Stelle die Zeilen zwischen der Zeile mit „Find the sandy“ und der Zeile mit „0, 334, 800, 600“, beide eingeschlossen, als nummerierte Liste dar und lass Leerzeilen weg.

* Zu bearbeitende Daten:
>>>

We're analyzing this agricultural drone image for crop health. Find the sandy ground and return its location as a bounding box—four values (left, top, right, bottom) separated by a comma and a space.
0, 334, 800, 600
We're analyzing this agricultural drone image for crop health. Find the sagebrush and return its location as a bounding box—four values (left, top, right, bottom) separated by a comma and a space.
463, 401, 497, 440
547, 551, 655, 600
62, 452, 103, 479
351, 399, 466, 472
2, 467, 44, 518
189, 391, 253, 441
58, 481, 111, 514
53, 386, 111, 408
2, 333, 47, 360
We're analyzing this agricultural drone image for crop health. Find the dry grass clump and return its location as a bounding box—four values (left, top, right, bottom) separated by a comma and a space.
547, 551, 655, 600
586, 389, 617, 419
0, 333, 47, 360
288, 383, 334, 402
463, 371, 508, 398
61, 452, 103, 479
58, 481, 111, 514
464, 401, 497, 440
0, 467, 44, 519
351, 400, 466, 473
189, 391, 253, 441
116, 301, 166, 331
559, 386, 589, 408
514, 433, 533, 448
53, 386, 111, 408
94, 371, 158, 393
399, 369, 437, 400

<<<
>>>

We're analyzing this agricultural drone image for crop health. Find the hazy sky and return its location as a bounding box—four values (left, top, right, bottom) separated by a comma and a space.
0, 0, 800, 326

<<<
>>>

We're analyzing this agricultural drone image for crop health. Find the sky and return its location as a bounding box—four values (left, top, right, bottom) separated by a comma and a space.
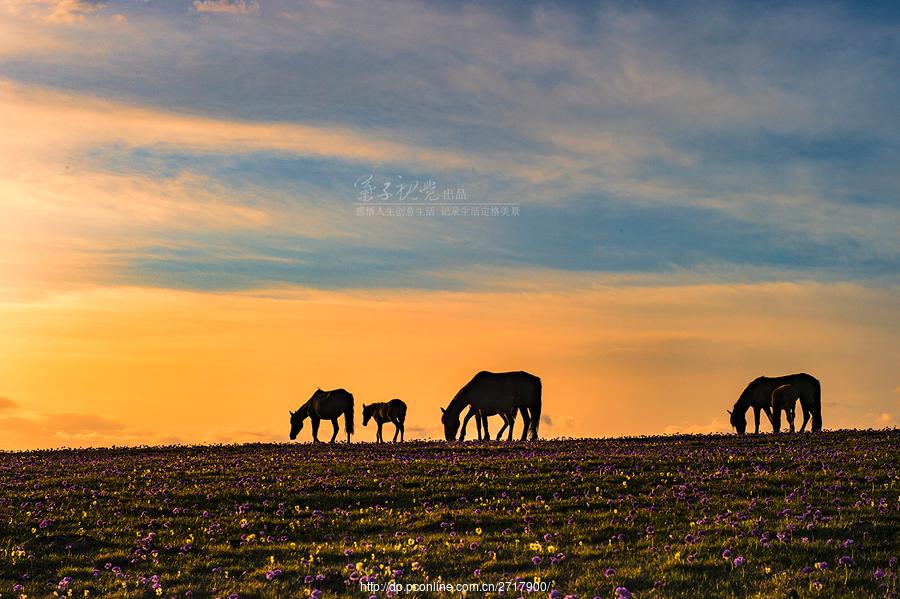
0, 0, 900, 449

<<<

* Ergebnis:
1. We're analyzing this agricultural drone image for crop health. Find the sandy ground and return its location as a bounding box—four values (left, top, right, bottom) separated by a comma and a space.
2. 0, 334, 800, 600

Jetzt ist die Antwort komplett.